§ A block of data
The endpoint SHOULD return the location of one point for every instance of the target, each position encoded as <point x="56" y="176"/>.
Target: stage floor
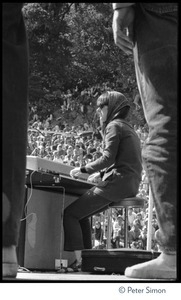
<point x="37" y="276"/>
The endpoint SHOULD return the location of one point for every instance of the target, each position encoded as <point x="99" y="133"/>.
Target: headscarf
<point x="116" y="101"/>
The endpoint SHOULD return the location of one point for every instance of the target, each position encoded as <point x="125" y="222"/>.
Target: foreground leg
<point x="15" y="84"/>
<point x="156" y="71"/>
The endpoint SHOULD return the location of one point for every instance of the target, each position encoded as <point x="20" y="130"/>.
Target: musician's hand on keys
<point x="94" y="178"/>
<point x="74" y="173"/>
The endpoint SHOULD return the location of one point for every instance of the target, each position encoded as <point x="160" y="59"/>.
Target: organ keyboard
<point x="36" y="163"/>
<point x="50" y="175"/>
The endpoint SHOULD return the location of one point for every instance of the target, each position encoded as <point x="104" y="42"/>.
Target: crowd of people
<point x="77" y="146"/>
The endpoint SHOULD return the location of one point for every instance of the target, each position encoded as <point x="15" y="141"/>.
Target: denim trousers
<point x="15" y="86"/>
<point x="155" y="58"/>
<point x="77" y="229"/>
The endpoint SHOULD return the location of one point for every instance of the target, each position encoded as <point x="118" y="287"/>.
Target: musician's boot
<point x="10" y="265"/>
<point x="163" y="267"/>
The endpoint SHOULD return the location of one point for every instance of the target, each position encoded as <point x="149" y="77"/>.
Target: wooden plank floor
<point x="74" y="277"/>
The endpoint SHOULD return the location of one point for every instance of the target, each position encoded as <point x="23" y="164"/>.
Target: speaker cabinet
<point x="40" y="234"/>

* * *

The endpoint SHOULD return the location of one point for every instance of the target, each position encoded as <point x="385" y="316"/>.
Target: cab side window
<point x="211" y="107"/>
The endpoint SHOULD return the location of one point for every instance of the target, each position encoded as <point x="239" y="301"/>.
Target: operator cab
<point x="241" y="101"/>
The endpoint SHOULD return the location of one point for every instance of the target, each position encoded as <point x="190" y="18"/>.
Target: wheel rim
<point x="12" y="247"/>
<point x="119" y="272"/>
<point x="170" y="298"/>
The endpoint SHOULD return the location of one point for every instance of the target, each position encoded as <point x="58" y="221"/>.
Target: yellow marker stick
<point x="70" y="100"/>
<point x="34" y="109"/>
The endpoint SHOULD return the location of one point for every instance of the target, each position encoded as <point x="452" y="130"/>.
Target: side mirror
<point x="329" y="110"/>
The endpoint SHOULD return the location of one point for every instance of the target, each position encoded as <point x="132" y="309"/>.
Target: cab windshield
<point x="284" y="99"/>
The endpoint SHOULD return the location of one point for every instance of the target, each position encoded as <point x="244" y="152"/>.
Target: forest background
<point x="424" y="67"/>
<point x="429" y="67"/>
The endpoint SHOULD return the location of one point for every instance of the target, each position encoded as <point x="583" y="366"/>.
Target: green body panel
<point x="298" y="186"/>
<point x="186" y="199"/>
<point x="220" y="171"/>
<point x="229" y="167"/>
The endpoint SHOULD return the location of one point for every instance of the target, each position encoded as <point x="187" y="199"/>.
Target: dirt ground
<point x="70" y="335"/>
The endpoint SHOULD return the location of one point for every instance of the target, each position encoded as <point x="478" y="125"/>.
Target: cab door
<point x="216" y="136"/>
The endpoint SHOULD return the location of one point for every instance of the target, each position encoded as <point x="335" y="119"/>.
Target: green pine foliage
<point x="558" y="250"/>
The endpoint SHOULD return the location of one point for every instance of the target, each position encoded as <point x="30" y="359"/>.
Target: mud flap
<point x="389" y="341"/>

§ Work to do
Select and copy every line of the items above that contains the word "green".

§ Expected answer
Target: green body panel
Target: green pine foliage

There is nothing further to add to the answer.